Extract to read:
13

I have a (N,3) array of numpy values:

>>> vals = numpy.array([[1,2,3],[4,5,6],[7,8,7],[0,4,5],[2,2,1],[0,0,0],[5,4,3]])
>>> vals
array([[1, 2, 3],
       [4, 5, 6],
       [7, 8, 7],
       [0, 4, 5],
       [2, 2, 1],
       [0, 0, 0],
       [5, 4, 3]])

I'd like to remove rows from the array that have a duplicate value. For example, the result for the above array should be:

>>> duplicates_removed
array([[1, 2, 3],
       [4, 5, 6],
       [0, 4, 5],
       [5, 4, 3]])

I'm not sure how to do this efficiently with numpy without looping (the array could be quite large). Anyone know how I could do this?

Divakar
  • 218,885
  • 19
  • 262
  • 358
jterrace
  • 64,866
  • 22
  • 157
  • 202
  • By "without looping" what do you mean? You've got to check every item in the array, so it's O(m*n) no matter what tricks you use to hide the loop. – agf Sep 15 '11 at 23:14
  • 1
    I think he means looping in Numpy rather than looping in Python. O(m*n) inside a compiled Numpy function is much faster than O(m*n) in a Python `for` loop. When the options are compiled code and interpreted code, constants matter. – Jim Pivarski Jun 18 '14 at 16:17
  • [`From your comments`](https://stackoverflow.com/questions/7438438/removing-duplicates-in-each-row-of-a-numpy-array/45136720#comment8994361_7438505), since, you were looking to generalize this to handle generic no. of columns, you might find [`this solution`](https://stackoverflow.com/a/45136720/) to this question worth a read. – Divakar Jul 17 '17 at 05:47

5 Answers5

11

This is an option:

import numpy
vals = numpy.array([[1,2,3],[4,5,6],[7,8,7],[0,4,5],[2,2,1],[0,0,0],[5,4,3]])
a = (vals[:,0] == vals[:,1]) | (vals[:,1] == vals[:,2]) | (vals[:,0] == vals[:,2])
vals = numpy.delete(vals, numpy.where(a), axis=0)

List of tasks:
1: In the NumPy thread, what reason does the asker give for wanting to avoid looping?
2: Reproduce verbatim the stretch of the NumPy thread from "import numpy" through "numpy.delete(vals, numpy.where(a), axis=0)".
3: Write the next part of the NumPy thread, beginning after its final line.

Information given:

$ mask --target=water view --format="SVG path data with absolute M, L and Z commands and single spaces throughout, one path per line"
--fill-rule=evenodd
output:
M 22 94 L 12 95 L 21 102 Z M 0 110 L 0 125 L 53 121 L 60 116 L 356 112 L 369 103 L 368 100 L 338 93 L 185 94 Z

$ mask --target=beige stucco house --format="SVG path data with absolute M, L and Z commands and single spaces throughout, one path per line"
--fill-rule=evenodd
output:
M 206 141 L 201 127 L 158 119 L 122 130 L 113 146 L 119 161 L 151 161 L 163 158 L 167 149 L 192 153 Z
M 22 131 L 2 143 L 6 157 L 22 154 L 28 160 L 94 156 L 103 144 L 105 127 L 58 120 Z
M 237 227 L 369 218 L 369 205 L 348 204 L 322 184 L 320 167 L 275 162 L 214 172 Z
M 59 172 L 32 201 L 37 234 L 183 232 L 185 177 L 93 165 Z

Responses in order:
1: The array could be quite large.

2:
import numpy
vals = numpy.array([[1,2,3],[4,5,6],[7,8,7],[0,4,5],[2,2,1],[0,0,0],[5,4,3]])
a = (vals[:,0] == vals[:,1]) | (vals[:,1] == vals[:,2]) | (vals[:,0] == vals[:,2])
vals = numpy.delete(vals, numpy.where(a), axis=0)

3:
Benjamin
  • 11,560
  • 13
  • 70
  • 119
  • I was trying to work this out, good job. But don't you need | not ^ ? – Ned Batchelder Sep 15 '11 at 23:23
  • 1
    This is much faster than the list comprehension methods, so I'll probably accept. Wondering if there is any way to generalize to NxM though? – jterrace Sep 15 '11 at 23:27
  • @Ned Batchelder: yes, although it doesn't change anything in this case. – Benjamin Sep 15 '11 at 23:32
  • 1
    @jterrace You could generalize by generating the combinations of 0-m, using them in a generator expression to make the comparisons, then reducing by `|` to get `a`. – agf Sep 16 '11 at 06:08
3

Here's an approach to handle generic number of columns and still be a vectorized method -

def rows_uniq_elems(a):
    a_sorted = np.sort(a,axis=-1)
    return a[(a_sorted[...,1:] != a_sorted[...,:-1]).all(-1)]

Steps :

  • Sort along each row.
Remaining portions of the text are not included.